:: WHAT THIS TASK INVOLVES ::
Each line of the entries, from the first to the line containing "shaped like (165,197).", is to be transcribed exactly as it stands; include no other lines.

Extracted records:

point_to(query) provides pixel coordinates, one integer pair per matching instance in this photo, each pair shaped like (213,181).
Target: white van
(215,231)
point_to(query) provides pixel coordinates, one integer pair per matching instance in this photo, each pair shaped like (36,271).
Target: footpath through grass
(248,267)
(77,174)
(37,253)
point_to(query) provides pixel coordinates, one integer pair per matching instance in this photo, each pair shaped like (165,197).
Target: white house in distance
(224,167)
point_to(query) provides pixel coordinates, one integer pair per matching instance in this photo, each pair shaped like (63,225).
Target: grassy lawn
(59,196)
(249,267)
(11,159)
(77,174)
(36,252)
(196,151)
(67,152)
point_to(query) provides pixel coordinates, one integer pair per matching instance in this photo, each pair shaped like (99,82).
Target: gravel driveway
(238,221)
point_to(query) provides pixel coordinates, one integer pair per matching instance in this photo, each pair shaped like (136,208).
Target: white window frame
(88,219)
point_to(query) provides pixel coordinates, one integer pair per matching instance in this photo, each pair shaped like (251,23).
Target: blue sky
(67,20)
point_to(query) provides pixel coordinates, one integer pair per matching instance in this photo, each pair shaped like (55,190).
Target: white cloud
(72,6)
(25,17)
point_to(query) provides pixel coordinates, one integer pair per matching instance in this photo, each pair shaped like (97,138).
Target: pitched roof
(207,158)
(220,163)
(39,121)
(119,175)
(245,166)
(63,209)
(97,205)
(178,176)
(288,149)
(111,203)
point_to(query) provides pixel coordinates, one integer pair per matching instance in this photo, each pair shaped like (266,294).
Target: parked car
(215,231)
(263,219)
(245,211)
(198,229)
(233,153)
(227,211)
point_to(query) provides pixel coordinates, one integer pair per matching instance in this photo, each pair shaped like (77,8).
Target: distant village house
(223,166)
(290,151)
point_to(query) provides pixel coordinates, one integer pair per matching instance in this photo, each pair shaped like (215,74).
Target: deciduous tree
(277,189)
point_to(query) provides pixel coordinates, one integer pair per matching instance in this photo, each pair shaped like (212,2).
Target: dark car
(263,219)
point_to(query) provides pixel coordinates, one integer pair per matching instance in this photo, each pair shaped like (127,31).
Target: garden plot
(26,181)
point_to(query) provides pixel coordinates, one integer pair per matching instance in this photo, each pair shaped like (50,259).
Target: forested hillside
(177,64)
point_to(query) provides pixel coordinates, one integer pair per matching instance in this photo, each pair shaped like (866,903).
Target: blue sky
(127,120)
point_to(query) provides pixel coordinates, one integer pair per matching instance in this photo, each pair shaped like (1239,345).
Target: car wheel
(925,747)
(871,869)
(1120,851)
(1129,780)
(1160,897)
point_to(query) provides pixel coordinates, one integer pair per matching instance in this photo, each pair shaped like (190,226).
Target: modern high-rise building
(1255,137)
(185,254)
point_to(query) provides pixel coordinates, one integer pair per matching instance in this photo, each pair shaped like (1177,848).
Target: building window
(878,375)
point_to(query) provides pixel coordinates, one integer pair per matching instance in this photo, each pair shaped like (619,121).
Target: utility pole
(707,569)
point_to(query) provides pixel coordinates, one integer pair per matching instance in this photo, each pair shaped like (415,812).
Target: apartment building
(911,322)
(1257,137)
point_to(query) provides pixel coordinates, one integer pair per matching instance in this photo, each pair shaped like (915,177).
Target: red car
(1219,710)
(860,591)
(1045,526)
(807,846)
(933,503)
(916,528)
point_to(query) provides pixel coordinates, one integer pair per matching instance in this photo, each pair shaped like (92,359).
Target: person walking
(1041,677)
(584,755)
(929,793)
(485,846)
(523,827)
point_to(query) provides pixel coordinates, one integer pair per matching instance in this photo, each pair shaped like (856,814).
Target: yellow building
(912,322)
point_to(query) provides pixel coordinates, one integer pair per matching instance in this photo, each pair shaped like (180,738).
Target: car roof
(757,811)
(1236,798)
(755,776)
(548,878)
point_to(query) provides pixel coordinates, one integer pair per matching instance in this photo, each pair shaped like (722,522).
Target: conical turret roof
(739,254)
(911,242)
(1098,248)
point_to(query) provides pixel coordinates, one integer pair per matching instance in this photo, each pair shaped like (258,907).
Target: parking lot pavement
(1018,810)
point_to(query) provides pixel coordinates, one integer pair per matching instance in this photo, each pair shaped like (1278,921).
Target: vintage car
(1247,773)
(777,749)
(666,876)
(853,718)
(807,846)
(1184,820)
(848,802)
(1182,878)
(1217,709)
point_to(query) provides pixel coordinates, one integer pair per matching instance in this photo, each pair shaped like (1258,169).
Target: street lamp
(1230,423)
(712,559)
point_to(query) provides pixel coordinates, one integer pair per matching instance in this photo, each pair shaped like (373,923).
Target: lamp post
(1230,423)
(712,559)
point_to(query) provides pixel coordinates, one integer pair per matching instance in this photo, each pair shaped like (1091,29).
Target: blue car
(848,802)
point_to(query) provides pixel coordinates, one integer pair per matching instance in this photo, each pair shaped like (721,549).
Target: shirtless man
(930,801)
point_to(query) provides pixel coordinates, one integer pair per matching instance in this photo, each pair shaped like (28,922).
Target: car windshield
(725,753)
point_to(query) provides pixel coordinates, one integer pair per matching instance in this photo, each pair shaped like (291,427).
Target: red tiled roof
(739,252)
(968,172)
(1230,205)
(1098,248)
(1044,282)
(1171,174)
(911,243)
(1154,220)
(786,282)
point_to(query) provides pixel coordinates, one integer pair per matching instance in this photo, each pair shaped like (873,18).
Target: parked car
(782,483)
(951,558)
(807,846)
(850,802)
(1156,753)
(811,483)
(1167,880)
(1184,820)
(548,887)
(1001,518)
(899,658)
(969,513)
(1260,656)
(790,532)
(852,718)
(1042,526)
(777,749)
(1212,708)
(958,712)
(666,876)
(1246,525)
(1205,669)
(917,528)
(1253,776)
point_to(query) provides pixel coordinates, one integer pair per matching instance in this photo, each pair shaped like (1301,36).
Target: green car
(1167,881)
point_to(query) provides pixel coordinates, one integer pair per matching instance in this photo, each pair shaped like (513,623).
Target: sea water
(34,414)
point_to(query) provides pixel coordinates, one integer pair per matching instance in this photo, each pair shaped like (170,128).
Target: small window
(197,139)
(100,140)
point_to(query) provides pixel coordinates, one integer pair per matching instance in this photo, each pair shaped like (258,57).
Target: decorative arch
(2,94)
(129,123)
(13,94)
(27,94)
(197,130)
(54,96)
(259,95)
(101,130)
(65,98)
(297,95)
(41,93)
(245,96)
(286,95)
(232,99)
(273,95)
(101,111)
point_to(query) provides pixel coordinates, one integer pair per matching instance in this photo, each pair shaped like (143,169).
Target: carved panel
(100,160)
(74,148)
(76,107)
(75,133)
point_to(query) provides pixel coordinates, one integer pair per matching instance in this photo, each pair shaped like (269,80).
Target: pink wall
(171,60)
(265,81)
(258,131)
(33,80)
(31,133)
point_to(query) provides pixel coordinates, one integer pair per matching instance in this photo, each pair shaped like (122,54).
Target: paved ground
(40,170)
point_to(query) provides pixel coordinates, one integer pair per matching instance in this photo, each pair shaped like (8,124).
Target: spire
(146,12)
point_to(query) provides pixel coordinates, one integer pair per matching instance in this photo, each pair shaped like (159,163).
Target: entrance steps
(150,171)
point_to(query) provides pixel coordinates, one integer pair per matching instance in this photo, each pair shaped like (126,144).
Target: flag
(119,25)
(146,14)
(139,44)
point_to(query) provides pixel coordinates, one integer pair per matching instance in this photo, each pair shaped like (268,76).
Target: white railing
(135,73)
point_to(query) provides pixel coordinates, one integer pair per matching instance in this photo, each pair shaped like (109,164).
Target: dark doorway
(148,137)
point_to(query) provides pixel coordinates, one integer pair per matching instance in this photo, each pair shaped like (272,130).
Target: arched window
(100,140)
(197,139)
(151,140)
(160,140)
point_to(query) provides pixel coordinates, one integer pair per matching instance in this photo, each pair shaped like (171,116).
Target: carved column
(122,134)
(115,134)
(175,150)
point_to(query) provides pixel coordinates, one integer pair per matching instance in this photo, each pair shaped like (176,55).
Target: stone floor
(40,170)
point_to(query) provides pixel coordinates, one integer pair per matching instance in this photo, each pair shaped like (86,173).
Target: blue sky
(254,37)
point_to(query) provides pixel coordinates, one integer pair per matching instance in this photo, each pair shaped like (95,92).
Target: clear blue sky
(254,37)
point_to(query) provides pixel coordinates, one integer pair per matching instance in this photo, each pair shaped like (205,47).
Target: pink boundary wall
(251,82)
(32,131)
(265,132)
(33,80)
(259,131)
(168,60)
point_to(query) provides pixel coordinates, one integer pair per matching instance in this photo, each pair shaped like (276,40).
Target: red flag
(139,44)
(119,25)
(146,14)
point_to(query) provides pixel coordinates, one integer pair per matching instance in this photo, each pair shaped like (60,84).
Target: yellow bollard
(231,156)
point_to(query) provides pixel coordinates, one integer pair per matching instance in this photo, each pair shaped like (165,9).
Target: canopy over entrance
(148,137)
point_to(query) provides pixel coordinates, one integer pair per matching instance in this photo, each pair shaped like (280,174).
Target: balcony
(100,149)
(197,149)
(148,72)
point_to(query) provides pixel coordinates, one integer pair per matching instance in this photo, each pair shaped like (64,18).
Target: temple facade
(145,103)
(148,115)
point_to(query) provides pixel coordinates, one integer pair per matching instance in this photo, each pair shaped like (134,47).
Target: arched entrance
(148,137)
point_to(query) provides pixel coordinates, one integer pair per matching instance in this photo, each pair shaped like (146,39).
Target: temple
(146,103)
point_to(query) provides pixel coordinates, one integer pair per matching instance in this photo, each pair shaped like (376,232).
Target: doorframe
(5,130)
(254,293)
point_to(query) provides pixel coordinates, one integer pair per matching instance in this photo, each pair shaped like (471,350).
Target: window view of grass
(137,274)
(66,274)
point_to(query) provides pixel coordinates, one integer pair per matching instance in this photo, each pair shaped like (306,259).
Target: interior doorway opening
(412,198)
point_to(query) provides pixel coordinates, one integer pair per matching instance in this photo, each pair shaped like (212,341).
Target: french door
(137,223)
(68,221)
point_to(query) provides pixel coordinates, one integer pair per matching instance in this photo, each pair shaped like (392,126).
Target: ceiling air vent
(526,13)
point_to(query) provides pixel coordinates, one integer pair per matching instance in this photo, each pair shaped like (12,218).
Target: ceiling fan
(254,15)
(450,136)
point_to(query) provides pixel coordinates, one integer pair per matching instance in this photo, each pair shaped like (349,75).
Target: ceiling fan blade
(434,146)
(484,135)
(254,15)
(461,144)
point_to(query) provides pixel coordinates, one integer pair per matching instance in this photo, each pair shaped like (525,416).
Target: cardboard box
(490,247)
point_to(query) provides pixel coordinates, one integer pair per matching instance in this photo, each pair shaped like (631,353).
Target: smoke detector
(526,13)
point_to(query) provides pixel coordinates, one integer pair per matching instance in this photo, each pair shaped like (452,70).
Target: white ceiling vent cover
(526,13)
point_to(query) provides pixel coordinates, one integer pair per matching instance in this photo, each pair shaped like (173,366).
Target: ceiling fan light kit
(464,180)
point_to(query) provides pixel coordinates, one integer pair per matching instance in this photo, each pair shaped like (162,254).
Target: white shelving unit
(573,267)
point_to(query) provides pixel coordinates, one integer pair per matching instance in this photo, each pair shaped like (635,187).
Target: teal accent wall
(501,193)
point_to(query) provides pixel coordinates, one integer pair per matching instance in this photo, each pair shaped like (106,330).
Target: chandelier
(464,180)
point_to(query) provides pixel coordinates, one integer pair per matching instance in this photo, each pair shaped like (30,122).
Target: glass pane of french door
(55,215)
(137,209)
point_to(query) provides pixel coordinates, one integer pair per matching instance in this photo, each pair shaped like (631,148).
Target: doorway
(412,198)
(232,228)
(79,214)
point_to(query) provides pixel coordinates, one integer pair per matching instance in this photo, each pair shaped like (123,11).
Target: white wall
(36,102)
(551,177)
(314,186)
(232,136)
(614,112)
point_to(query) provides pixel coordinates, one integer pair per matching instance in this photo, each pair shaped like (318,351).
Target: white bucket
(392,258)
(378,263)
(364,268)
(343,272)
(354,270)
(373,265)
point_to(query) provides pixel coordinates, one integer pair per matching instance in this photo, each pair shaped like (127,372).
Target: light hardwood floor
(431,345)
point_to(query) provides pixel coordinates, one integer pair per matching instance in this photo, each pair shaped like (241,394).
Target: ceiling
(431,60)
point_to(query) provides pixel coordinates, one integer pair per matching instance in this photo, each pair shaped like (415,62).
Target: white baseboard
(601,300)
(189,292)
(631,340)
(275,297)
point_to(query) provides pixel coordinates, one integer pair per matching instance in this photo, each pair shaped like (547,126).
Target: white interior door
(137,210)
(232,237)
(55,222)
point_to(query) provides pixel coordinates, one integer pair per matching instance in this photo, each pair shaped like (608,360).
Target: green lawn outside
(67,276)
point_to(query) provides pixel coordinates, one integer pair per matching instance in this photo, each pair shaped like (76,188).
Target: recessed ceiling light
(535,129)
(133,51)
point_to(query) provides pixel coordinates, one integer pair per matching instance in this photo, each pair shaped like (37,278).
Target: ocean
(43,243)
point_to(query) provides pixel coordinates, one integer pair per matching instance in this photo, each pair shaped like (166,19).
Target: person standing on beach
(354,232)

:: OUTPUT FOR THIS EXERCISE ::
point_to(query) provides pixel coordinates, one integer pair per matching instance in this photo, each pair shaped like (213,181).
Target: white van
(215,231)
point_to(query) provides pixel coordinates, one integer pair per matching instance in this photo, each pair shaped like (36,271).
Target: footpath through grass
(248,267)
(77,174)
(37,253)
point_to(query) provides pixel coordinates, one integer pair per matching instance in this photo, each pair shaped like (165,197).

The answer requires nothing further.